Directive: Each entry needs to be restated exactly as written.

****************

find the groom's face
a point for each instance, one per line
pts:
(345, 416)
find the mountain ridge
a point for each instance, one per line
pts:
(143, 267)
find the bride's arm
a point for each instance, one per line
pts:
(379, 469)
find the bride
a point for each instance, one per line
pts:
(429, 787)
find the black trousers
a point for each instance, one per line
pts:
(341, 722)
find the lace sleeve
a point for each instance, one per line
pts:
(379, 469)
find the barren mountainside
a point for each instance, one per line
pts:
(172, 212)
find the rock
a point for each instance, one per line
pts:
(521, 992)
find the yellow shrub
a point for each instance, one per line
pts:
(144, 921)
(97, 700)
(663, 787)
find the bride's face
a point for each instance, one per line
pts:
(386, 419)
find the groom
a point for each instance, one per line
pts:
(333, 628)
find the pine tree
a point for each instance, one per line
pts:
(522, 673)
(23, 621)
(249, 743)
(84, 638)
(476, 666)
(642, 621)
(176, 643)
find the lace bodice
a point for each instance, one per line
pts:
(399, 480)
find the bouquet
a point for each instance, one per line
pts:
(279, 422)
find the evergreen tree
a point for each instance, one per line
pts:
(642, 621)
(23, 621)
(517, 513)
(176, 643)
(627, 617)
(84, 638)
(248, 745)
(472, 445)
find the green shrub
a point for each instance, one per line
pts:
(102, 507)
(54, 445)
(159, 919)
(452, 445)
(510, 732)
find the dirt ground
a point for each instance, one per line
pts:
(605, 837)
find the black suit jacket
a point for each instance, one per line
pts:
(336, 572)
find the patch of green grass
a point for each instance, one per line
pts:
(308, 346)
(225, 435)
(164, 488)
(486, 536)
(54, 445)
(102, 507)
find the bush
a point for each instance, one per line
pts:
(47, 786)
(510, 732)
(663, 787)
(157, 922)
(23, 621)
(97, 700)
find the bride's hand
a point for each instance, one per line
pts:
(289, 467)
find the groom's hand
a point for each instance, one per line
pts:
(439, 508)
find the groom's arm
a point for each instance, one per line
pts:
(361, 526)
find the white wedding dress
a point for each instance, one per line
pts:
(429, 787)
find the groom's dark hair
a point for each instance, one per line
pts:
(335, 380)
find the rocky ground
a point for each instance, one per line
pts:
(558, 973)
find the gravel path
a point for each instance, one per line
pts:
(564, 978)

****************

Result below:
find the groom's face
a point for each instance, one per line
pts:
(345, 416)
find the mountain ridge
a point for each instance, one per line
pts:
(143, 267)
find the bride's arm
a point for each instance, one per line
pts:
(379, 469)
find the bride
a point for each instance, one per line
pts:
(429, 787)
find the black trousers
a point for each instance, one per line
pts:
(341, 722)
find the lace sleeve
a point for each instance, one per line
pts:
(379, 469)
find the barren mountainside
a point for each instance, one per line
pts:
(172, 212)
find the rock
a point for each instance, one per line
pts:
(521, 992)
find the yellow shrub
a point for each instance, one per line
pts:
(144, 921)
(97, 700)
(663, 787)
find the bride's face
a point for each instance, one per line
pts:
(386, 419)
find the groom
a point for each instance, one per line
pts:
(333, 628)
find the pine tree
a point for each instance, one per line
pts:
(522, 673)
(23, 621)
(249, 743)
(84, 638)
(476, 666)
(642, 621)
(176, 643)
find the lace bodice
a point for each instance, one per line
pts:
(399, 480)
find the bouquet
a point for each instance, one per line
pts:
(279, 422)
find the evergreen tree
a point for each instance, one per line
pts:
(642, 621)
(23, 621)
(517, 513)
(176, 643)
(627, 617)
(84, 638)
(248, 745)
(472, 445)
find the green shrub
a point for each instance, one per line
pts:
(102, 507)
(54, 445)
(159, 919)
(452, 445)
(510, 732)
find the dirt ground
a point for each instance, one per line
pts:
(605, 837)
find the black suit jacket
a point for each instance, one per line
pts:
(336, 572)
find the patch of green grass
a point for each instance, one per line
pts:
(308, 346)
(225, 435)
(164, 488)
(486, 536)
(54, 445)
(102, 507)
find the bush
a point for each instance, one per line
pts:
(47, 786)
(510, 732)
(663, 787)
(157, 922)
(23, 621)
(97, 700)
find the bride's hand
a point for each instance, one per line
pts:
(289, 467)
find the groom's hand
a point for each instance, one per line
pts:
(439, 508)
find the groom's arm
a point for each instance, one per line
pts:
(361, 526)
find the white wedding dress
a point for each instance, one per line
pts:
(429, 787)
find the groom's dark hair
a point for each instance, one per line
pts:
(335, 380)
find the rocky ground
a point for each instance, one per line
pts:
(558, 973)
find the gravel path
a point for each instance, one per line
pts:
(564, 978)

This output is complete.